• _TEXT PROVIDED_
☆ ☆ ☆
There is something deeply impressive about the night sea as one experiences it from a small vessel far from land. When I stood on the afterdeck on those dark nights, on a tiny man-made island of wood and steel, dimly seeing the great shapes of waves that rolled about us, I think I was conscious as never before that ours is a water world, dominated by the immensity of the sea.

However, it is a curious thing that one sometimes experiences a sense of the sea on land. A few years ago I had a wonderful opportunity to go far into the interior of the Everglades in Florida. Many people have crossed this great wilderness by way of the Tamiami Trail. That is better than not seeing it at all, but until one has penetrated far into the interior, into the trackless, roadless areas of the great swamp, one does not know the Everglades.

The difficulties of travel there are great, and no ordinary means of transportation will do. But a few pioneering individuals have developed wonderful vehicles called “glades buggies.” They were first used, I believe, to prospect for oil in the interior of the Everglades. They are completely independent of roads; they can go through water, they can navigate the seas of “saw-grass” or even push through low-growing thickets of trees and shrubs; they can make their way - painfully but surely - over ground pitted with holes and strewn with jagged boulders.

I learned about the glades buggies when I was on a trip for my office to the area that is now the Everglades National Park. At that time the Fish and Wildlife Service had responsibility for protecting the wildlife of the area. Two of us were staying at a hotel in Miami Beach, visiting various wildlife areas in the vicinity. When we heard about Mr. Don Poppenhager and his wonderful glades buggy, we decided to try to arrange a trip.
☆ ☆ ☆
• _GOAL OF THE EXERCISE_
Answer these questions using the passage about the night sea and the Everglades:
1. On the dark nights at sea, where on the vessel did the narrator stand?
2. What does the narrator believe glades buggies were first used for?
3. Which agency was then responsible for protecting the wildlife of the area that is now the Everglades National Park?
The material that comes after this text has no connection to it.

• _DATA_
☆ ☆ ☆
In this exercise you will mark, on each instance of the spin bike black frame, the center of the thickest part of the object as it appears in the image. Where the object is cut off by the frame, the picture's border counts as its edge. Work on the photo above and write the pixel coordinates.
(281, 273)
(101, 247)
☆ ☆ ☆
• _OUTPUT OF THE TASK_
1. On the afterdeck.
2. To prospect for oil in the interior of the Everglades.
3. The Fish and Wildlife Service.